» **READING PASSAGE**:
______

Christina Aguilera & Alicia Keys ~ Impossible

It's impossible, it's impossible to love you

If you don't, let me know, what you're feeling

It's impossible, for me to give you whatcha need

If you're always hiding from me

I don't know what hurts you, I just,I wanna to make it right

Boy I am sick and tired of trying to read your mind

It's impossible, it's impossible to love you

If you don't, let me know, what you're feeling

It's impossible, for me to give you whatcha need

If you're always hiding from me

It's impossible, oh baby it's impossible for me to love you this way

It's impossible, oh baby it's impossible, if you're making it this way

Impossible to make it easy

If you're always trying to make it so damn HARD!!!!!!!!

How can I, how can I, give you all my love, baby

If you're always, always, putting up your own guard

This is not a circus, don't ya play me for a clown

how can your emotions keep going up and down

It's impossible, oh baby it's impossible, for me to love you this way

It's impossible, oh baby it's impossible you keep treating me this way, over

and over

if you keep treating me this way

~ it's impossible to love you. which is why i don't. but as time goes on, you're wearing me down. you've already gotten inside my head. i wanna know what you think. i wanna read your thoughts. i want to get inside your head the way you've gotten inside mine. it's not a good idea to head down this road. but i have a feeling that we might take a wrong turn somewhere. i left early tonight because i couldn't stand the fact that i was jealous of some bitch from the past. i don't get it. we were supposed to be friends. that's it. but i can't help it. it's getting to hard to fight. i don't know how this happened. i don't want it to be a burden on our friendship. but i'm not sure if it will work out the way i want so i'm sorry in advance. for the mind games, the flirting, the looks, the smiles, the times, the laughs, the weed, the frowns. all of it. it's impossible for me to love you, especially if you keep treating me this way...

Jason Mraz ~ You and I Both

Was it you who spoke the words that things would happen but not to me

Oh things are gonna happen naturally

And taking your advice I'm looking on the bright side

And balancing the whole thing

But often times those words get tangled up in lines

And the bright lights turn to night

Until the dawn it brings

A little bird who'll sing about the magic that was you and me

Cause you and I both loved

What you and I spoke of

Others just dream, others only read of the love

The love that I've known

See I'm all about them words

Over numbers, unencumbered numbered words

Hundreds of pages, pages, pages forwards

More words then I had ever heard and I feel so alive

Now you and I, you and I

Not so little you and I anymore

And with this silence brings a moral story

more importantly evolving is the glory of a boy

you and I both loved

what you and I spoke of

and others just read of and if you could see me now

well I'm almost finally out of i'm almost finally free

and it's okay if you have go away

just remember the telephone works both ways

and if I never ever hear it ring

if nothing else I'll think the bells inside

have finally found you someone else and that's okay

cause I'll remember everything you sang

you and I both loved what you and I spoke of

and others just read of and if you could see now

well I'm already finally out of words.

______

» **SET PROBLEM 1**: From the lyrics page, reproduce the stretch from "if nothing else" through "out of words.".
» **SET PROBLEM 2**: On the lyrics page, which two performers are credited with the song "Impossible"?
» **SET PROBLEM 3**: On the lyrics page, the note that follows "Impossible" ends with an apology made in advance. List each thing that apology names.

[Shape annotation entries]

______

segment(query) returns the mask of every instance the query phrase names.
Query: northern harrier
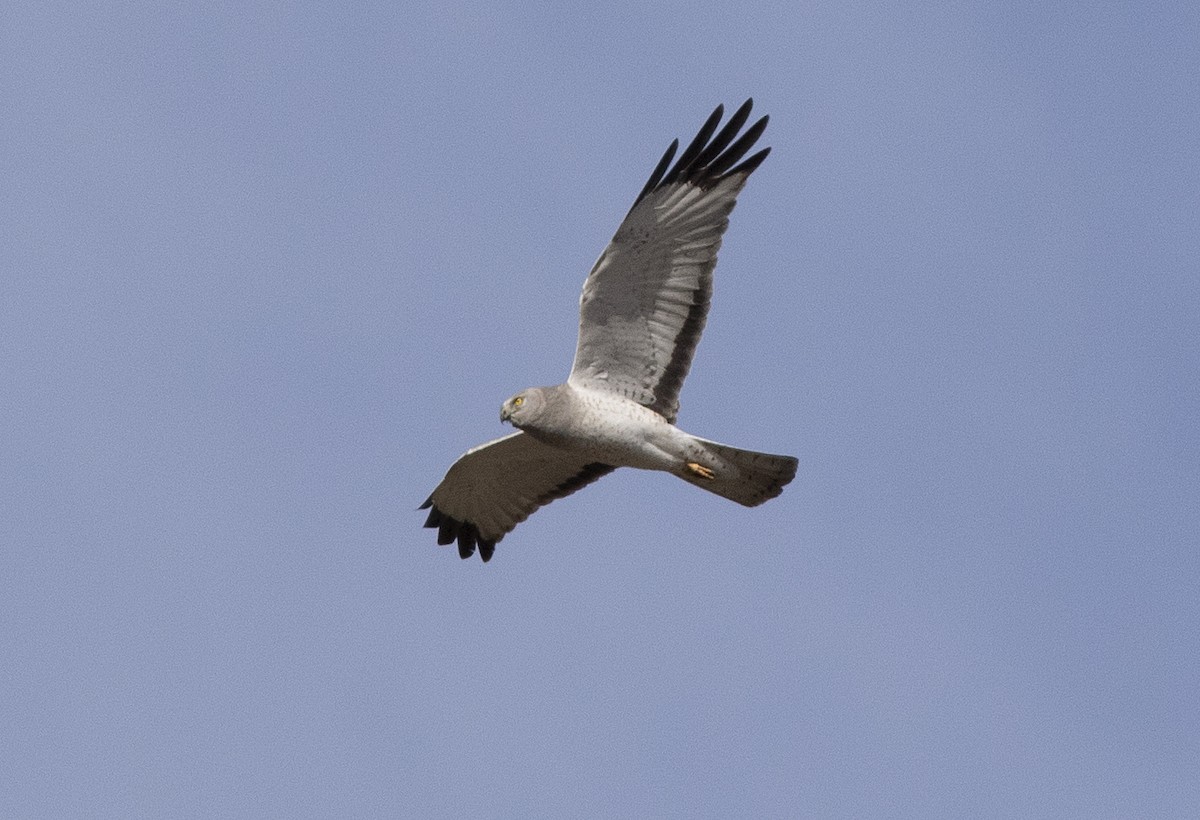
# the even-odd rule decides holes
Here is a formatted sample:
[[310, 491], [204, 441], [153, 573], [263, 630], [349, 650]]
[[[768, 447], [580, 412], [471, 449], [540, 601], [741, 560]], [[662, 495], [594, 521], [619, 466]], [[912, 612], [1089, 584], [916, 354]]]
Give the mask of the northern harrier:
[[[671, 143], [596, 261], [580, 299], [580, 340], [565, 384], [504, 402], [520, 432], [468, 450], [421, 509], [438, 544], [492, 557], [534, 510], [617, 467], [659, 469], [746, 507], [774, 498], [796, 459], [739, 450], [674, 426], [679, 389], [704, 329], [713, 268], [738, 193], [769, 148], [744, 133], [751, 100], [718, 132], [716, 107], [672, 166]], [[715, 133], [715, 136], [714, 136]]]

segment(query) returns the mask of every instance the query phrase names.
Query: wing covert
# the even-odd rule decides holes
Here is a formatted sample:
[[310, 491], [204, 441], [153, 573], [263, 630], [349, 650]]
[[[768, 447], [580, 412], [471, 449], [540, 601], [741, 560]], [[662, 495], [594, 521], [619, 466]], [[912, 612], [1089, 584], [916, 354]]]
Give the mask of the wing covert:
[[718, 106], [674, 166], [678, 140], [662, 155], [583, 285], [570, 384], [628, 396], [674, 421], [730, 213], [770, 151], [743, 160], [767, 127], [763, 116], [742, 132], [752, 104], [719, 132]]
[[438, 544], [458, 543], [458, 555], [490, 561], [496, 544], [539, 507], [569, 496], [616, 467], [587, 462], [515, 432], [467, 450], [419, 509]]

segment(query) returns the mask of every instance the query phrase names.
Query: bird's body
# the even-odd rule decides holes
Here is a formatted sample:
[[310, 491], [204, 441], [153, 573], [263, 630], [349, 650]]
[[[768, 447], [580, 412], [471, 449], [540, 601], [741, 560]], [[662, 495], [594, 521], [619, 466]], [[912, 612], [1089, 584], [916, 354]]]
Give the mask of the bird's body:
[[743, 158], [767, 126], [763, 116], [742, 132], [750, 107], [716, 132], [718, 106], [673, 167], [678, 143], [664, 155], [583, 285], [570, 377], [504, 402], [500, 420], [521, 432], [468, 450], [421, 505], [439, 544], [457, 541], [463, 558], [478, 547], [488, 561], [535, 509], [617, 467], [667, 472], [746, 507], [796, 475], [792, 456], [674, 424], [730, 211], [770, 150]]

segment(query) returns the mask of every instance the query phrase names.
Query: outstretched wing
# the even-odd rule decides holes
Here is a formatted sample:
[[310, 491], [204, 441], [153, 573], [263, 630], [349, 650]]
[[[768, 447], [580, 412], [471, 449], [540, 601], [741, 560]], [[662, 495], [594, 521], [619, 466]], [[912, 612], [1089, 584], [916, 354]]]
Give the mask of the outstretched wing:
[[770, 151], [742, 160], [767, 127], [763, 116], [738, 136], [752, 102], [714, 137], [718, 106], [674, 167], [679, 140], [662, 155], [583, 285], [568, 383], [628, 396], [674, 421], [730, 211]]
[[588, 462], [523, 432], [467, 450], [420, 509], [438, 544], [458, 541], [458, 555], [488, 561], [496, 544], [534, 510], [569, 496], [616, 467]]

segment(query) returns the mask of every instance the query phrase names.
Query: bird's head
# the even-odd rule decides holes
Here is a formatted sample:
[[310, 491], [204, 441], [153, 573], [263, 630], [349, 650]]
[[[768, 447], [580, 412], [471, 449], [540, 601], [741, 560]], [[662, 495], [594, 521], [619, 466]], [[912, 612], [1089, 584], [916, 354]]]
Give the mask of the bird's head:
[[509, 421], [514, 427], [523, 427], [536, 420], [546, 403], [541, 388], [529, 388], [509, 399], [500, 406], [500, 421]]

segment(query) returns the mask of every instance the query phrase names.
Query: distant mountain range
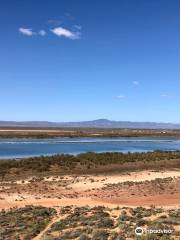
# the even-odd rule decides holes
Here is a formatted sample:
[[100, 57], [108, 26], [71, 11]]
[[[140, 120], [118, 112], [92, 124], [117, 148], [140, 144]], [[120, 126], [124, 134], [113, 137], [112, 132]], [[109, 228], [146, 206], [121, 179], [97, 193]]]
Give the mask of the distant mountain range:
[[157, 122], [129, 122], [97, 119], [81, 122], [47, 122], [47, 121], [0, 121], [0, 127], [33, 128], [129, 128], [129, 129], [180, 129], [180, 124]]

______

» **WRITTEN ANSWER 1**:
if nothing else I'll think the bells inside

have finally found you someone else and that's okay

cause I'll remember everything you sang

you and I both loved what you and I spoke of

and others just read of and if you could see now

well I'm already finally out of words.

» **WRITTEN ANSWER 2**: Christina Aguilera and Alicia Keys.

» **WRITTEN ANSWER 3**: the mind games, the flirting, the looks, the smiles, the times, the laughs, the weed, the frowns